1.  These two crazies are going to be parents.

2.  Baby Hymas is the size of a lime, and has all of her fingers and toes.  He is thinking, kicking and swallowing when he's not sleeping, and all of his vital organs are up and running.  She already has the distinct facial features that make her look different from other people! 

3. So far, there were 4 weeks where we didn't know we were a trio, and then 5 weeks where we knew, but we couldn't tell the world, 1 week of ralphing, 6 weeks where everything smelled like a poison bomb, 1 week since I've ditched my regular jeans, 4 weeks of crying whenever I think about things like Old Yeller dying, 2 weeks of craving cranberry juice all the time, 6 weeks of detecting every scent within 4 miles, 4 weeks of chewing Eclipse gum all day to fight of nausea, 3 weeks of worrying that I'm going to fall off my step-stool in choir and, in total, 11 weeks of helping Baby Hymas grow all the important parts he or she needs to be a person! Only 29 more weeks to go!

****************

Continue the pregnancy announcement above, starting right after "Only 29 more weeks to go!"

- Raw data -
****************

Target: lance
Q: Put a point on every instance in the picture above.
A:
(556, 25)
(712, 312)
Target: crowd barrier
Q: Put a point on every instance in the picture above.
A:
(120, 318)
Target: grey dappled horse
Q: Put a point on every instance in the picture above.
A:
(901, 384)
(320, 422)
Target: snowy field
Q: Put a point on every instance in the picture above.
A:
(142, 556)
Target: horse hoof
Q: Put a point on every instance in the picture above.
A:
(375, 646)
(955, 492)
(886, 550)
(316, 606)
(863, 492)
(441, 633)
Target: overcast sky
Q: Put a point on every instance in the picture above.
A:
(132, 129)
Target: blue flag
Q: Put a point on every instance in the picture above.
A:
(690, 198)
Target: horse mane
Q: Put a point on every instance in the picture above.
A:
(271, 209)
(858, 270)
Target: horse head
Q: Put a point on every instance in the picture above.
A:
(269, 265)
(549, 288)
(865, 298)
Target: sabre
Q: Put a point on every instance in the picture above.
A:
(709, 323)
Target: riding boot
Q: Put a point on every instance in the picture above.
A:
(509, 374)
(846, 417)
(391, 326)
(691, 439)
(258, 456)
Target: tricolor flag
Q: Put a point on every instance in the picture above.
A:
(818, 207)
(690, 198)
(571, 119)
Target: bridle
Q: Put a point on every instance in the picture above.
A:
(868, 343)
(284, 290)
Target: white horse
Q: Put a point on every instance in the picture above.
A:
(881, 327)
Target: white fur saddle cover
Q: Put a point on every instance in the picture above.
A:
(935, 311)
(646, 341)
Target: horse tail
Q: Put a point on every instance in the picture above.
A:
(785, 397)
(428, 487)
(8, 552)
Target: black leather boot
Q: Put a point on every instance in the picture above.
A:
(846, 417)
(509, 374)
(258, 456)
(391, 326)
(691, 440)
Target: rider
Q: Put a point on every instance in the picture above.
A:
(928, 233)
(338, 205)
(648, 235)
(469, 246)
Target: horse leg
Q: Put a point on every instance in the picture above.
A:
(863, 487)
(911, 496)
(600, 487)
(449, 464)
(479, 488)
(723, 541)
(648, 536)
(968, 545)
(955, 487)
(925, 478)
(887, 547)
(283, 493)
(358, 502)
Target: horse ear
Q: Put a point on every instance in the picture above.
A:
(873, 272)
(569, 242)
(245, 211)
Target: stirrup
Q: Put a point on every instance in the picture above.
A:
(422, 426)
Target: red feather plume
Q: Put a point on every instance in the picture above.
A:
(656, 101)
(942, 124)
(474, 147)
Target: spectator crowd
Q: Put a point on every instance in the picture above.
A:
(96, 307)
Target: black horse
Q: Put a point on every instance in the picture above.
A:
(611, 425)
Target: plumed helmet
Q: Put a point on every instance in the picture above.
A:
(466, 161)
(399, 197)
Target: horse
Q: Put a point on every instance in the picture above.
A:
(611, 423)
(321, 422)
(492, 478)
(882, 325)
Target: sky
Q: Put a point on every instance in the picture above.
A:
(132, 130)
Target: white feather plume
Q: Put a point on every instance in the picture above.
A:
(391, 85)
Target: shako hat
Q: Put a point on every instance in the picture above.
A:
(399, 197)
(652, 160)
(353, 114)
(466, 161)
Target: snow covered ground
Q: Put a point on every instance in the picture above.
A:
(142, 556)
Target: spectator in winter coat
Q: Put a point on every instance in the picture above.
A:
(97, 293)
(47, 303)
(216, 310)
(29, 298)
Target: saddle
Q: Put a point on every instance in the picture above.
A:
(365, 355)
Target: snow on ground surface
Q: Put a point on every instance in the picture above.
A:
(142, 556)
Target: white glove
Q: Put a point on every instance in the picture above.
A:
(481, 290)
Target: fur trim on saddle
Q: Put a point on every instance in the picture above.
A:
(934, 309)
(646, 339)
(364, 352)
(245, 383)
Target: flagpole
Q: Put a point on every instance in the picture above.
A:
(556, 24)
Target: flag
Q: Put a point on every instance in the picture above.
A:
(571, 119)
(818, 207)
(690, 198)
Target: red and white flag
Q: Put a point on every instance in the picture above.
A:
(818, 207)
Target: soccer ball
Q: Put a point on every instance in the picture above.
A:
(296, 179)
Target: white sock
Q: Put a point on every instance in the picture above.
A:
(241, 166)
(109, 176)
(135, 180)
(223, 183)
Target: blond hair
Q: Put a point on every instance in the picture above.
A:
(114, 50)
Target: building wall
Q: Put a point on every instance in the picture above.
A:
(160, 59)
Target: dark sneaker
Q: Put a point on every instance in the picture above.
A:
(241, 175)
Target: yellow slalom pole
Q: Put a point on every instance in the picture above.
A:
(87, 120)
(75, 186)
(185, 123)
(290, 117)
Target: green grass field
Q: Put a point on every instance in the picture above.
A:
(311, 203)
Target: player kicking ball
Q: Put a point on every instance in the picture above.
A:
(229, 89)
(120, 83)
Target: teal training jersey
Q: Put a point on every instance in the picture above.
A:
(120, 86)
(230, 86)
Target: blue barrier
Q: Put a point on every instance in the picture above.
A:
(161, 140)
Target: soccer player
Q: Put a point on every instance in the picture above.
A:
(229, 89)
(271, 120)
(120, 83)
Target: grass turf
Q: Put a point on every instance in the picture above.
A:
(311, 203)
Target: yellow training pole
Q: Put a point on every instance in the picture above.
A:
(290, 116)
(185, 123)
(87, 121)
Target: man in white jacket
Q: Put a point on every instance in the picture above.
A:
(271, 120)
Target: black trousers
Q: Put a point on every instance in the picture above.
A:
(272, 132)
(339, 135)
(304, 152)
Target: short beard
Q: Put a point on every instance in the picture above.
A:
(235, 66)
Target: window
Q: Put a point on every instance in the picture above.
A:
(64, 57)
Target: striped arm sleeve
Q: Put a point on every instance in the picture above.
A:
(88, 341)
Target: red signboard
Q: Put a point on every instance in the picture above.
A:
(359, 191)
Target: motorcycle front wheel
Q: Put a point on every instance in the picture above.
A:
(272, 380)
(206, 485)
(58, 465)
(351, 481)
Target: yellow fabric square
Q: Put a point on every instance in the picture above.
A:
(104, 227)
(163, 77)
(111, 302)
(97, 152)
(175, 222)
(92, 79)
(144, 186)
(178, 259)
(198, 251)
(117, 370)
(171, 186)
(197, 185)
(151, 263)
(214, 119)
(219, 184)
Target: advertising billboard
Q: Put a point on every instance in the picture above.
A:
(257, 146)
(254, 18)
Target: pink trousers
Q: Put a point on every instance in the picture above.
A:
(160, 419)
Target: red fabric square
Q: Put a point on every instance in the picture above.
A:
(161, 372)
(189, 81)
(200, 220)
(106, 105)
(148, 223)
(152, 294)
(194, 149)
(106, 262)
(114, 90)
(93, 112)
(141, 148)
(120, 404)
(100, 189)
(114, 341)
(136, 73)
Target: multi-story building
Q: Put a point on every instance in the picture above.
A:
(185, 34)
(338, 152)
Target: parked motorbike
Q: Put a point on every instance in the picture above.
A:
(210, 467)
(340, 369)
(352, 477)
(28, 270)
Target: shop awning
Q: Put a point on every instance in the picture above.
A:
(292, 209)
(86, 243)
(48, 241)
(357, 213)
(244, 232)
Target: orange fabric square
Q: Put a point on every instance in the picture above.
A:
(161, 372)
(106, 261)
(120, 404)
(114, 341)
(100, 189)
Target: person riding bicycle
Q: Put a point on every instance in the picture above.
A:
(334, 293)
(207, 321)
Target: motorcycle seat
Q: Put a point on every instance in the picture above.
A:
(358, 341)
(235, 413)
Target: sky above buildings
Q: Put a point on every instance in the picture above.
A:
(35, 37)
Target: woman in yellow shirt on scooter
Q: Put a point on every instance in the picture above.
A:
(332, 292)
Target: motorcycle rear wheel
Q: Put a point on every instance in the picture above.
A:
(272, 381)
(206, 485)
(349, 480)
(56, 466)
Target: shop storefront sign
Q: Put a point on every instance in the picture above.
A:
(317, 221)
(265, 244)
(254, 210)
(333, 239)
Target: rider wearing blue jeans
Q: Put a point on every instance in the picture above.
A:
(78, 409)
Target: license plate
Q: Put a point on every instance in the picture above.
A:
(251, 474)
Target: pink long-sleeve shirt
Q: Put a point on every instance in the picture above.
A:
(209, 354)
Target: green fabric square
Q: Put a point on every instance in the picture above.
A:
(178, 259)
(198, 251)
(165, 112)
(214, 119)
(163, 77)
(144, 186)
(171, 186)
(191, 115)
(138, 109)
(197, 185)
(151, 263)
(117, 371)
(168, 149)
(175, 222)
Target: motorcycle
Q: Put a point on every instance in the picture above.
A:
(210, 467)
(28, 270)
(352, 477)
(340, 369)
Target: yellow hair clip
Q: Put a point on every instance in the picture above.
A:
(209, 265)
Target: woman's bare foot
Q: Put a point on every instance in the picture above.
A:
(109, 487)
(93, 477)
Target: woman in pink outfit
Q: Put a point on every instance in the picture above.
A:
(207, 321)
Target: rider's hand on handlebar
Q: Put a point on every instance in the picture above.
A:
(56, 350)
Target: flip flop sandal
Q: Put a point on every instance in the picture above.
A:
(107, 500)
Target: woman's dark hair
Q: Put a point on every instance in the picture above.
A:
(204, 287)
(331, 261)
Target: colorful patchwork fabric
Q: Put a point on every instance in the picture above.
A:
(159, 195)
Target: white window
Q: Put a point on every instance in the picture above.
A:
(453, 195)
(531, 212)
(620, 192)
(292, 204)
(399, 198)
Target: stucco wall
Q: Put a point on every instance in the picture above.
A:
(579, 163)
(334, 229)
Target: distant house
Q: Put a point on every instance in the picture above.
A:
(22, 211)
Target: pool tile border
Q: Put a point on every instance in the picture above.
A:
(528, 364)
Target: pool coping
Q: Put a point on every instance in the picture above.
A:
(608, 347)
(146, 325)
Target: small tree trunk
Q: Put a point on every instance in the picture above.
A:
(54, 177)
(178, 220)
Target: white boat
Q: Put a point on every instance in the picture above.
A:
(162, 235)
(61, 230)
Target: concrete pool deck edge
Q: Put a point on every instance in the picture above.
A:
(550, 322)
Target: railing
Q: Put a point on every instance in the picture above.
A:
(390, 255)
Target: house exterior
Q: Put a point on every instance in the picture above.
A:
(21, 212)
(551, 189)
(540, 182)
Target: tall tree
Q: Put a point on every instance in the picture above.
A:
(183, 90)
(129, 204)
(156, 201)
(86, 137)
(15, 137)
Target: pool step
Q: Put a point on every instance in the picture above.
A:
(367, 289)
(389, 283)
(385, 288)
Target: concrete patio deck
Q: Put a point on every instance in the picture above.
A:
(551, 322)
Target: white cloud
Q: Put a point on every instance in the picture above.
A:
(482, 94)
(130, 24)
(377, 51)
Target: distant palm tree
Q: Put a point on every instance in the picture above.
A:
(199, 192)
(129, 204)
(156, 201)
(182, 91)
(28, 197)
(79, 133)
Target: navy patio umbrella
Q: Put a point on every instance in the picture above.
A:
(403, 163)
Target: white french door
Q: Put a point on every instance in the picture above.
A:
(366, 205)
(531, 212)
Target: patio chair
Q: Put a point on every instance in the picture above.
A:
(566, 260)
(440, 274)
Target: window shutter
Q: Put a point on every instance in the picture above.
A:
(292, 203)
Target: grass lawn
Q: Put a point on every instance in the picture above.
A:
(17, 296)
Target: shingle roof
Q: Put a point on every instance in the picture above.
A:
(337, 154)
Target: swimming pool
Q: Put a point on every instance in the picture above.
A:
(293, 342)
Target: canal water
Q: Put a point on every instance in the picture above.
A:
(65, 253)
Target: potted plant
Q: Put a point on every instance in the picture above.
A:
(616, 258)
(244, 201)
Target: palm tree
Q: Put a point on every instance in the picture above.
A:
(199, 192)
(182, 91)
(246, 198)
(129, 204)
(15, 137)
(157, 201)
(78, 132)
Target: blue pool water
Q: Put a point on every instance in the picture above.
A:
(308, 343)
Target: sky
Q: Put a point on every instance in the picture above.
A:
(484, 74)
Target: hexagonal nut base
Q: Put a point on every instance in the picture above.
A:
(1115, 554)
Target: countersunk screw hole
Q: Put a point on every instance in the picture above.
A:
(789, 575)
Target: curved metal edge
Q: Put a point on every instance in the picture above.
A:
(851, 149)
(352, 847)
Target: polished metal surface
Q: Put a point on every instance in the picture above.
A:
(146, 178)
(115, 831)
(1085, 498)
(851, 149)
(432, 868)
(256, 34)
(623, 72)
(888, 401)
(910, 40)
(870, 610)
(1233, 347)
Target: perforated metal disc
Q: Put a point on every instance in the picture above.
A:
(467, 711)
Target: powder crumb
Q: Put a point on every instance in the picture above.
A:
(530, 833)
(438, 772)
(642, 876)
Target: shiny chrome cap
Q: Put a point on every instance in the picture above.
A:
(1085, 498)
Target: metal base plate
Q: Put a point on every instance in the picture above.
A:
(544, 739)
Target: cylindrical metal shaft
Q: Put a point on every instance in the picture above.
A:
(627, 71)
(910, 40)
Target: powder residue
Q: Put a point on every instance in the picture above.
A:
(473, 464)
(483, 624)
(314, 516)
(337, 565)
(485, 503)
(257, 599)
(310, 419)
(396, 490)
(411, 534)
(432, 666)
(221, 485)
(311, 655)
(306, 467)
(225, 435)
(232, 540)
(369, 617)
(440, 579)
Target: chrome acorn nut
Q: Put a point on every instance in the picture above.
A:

****************

- Output of the exercise -
4.  Awkward: Trying to politely refuse soft cheeses and sushi.  E-mailing my professors when I can't come to class because I'm tossing my cookies. Leg twitching during class??  Trying not to forget my vitamins. Picking up the slightest whiff of... everything.
     Awesome: Emily's maternity box with tons of adorable clothes!   Having the best excuse ever for missing Spanish 102.  Choir girls dreaming about how singing around the baby is going to make him or her so smart.  Cuddling with Justin, fuzzy blankets and big mugs of tea, sharing dreams about our family.